[Document section start]

It won't work if you use the router's IP address. You must use your own IP address. It will broadcast it to the entire network, so there is no need to specify the destination. I believe the "arp -s" command is permanent, so I don't think a spoofed reply would change the arp entry for the router. I could be wrong, though.

----------


## DizerX

Thanks alot to all of you guys, and i already informed the admin and told him the MAC & IP of this attacker and he told me that he'll warn him.

But now i need someone to attack me again to test these codes  :Very Happy:   :Very Happy:   :Very Happy:   :Very Happy:   :Very Happy:   :Very Happy: 

As for the discussion, i've studied ARP poisoning for a long time and like i mentioned before i did write a -not so bad- software in visual basic to guard against the attacks,so i have some good experience with the whole ARP thing, i believe that every ARP packet sent, whether it's a reply or a request, leads to updating the destination with the MAC of the source.

[Document section end]

■ Problems to solve
- A) In the forum thread on ARP poisoning, in which programming language did DizerX write software to guard against the attacks?
- B) Revise the ARP poisoning thread from "As for the discussion, i've" to "of the source.", replacing "visual basic" with "Python".

[Dataset entries start]

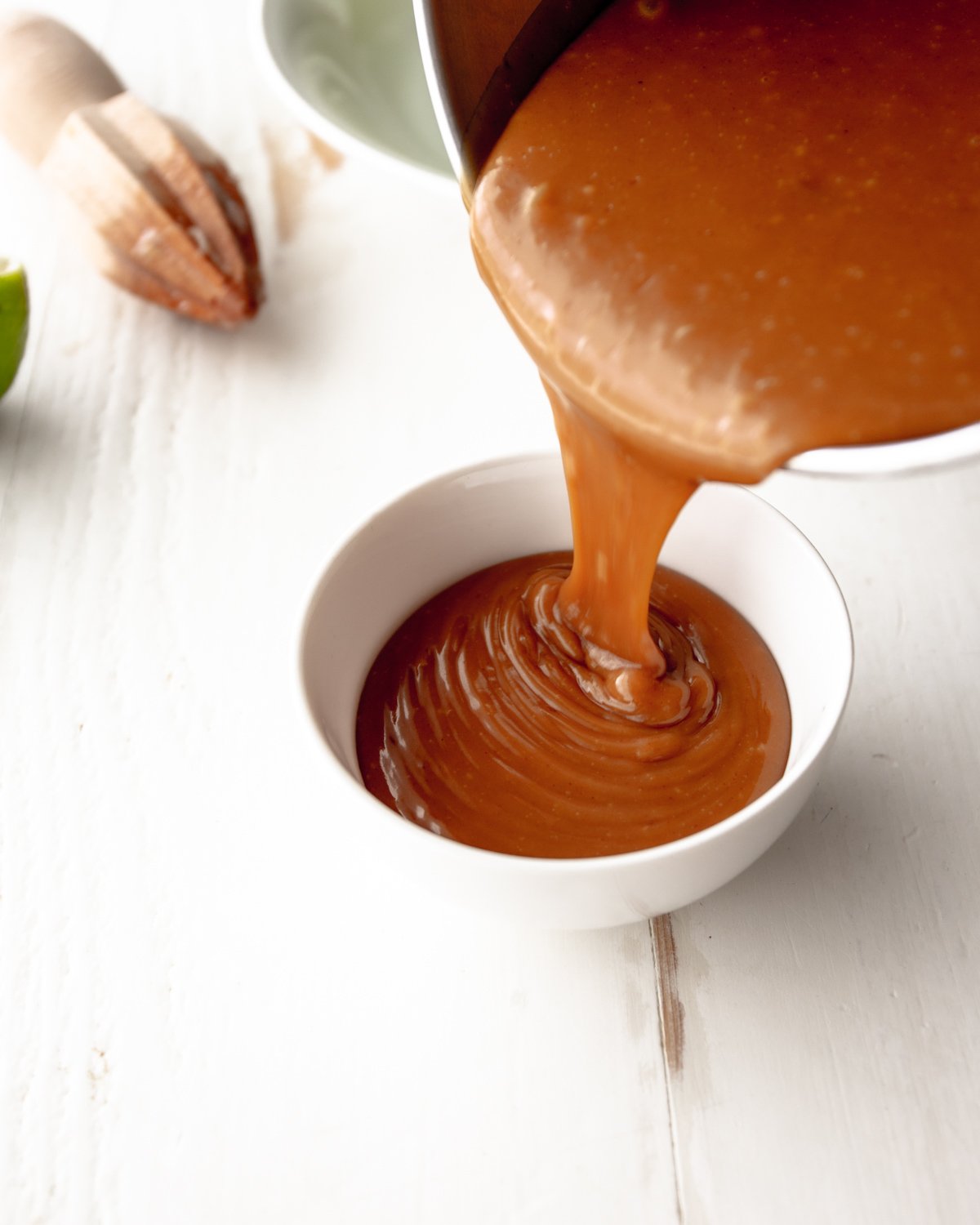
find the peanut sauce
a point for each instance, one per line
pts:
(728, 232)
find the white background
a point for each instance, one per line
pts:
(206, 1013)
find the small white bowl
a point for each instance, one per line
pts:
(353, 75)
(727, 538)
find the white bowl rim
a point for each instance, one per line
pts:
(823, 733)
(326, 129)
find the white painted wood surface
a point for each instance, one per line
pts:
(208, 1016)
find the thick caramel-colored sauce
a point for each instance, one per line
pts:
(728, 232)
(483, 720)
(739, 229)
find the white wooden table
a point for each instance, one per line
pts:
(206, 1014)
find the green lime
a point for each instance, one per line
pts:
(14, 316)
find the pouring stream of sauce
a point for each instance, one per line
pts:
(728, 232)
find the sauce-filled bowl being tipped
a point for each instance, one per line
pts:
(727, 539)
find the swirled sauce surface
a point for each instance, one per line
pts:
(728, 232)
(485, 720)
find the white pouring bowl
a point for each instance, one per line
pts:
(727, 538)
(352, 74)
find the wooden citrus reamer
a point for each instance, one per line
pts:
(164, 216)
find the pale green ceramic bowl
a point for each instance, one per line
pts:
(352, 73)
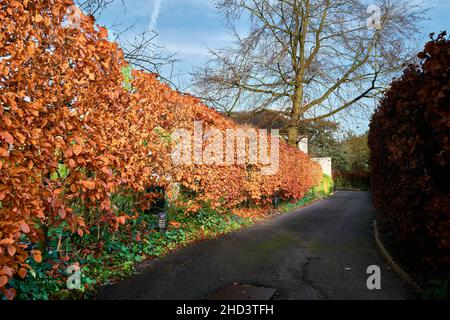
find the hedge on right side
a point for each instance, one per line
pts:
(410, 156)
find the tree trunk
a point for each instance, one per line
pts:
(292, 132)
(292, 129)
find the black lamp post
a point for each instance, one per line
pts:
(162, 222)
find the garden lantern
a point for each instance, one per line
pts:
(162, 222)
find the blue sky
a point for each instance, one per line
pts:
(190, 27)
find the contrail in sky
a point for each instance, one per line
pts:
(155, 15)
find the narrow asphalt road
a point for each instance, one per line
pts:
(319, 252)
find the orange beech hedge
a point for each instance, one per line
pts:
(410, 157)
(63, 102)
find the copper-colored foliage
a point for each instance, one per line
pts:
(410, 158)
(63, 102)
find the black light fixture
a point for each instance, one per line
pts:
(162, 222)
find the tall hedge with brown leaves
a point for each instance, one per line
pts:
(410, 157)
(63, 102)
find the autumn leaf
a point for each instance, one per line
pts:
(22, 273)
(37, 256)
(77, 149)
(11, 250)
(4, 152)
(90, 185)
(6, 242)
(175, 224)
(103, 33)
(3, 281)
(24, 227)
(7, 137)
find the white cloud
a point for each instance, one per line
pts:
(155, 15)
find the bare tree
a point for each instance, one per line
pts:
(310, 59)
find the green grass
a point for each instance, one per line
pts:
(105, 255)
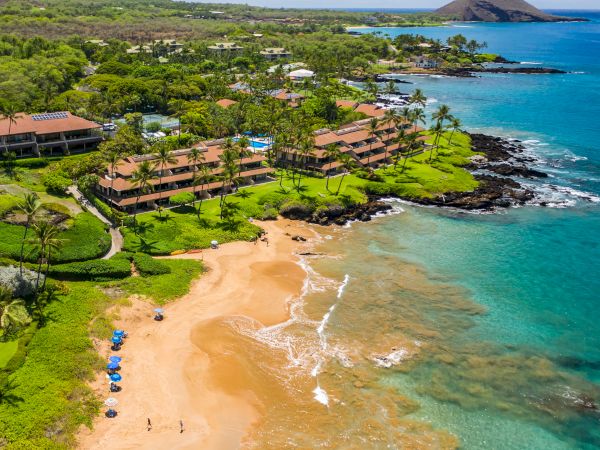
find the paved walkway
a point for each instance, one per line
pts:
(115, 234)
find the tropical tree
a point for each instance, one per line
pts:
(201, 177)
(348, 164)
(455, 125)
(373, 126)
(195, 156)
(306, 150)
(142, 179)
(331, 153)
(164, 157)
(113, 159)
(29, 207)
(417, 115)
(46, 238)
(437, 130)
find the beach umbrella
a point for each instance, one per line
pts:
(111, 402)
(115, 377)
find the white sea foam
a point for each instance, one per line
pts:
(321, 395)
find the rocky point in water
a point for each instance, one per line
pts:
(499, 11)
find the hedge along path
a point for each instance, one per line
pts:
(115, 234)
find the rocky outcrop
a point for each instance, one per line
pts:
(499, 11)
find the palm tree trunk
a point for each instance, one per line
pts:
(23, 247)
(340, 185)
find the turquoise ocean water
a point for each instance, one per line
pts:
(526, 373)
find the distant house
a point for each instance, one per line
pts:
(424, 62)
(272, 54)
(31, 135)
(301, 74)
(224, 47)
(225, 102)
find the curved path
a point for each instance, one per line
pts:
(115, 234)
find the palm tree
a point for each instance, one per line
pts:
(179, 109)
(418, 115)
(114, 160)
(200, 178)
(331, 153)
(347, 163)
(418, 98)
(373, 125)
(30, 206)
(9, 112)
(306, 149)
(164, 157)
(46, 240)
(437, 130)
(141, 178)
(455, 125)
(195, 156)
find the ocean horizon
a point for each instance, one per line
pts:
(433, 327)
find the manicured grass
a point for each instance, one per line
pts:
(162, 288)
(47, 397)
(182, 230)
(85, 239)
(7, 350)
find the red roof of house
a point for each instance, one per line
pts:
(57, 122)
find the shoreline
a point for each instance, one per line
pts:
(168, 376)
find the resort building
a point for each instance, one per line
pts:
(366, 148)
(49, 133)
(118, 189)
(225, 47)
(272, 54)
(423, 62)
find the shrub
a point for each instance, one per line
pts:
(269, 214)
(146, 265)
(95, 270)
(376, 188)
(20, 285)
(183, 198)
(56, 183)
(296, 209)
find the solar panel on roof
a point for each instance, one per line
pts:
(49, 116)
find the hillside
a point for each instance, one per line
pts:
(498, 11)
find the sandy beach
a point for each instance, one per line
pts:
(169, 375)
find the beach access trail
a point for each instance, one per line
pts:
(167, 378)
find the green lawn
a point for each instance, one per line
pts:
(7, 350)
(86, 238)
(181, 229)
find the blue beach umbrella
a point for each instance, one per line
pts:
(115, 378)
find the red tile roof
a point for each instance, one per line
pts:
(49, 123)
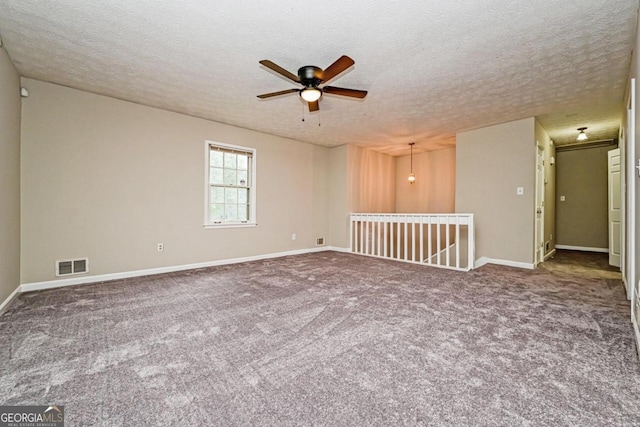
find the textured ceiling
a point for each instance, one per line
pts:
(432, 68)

[Dataset entries end]

■ Expected answers
- A) Visual Basic.

- B)
As for the discussion, i've studied ARP poisoning for a long time and like i mentioned before i did write a -not so bad- software in Python to guard against the attacks,so i have some good experience with the whole ARP thing, i believe that every ARP packet sent, whether it's a reply or a request, leads to updating the destination with the MAC of the source.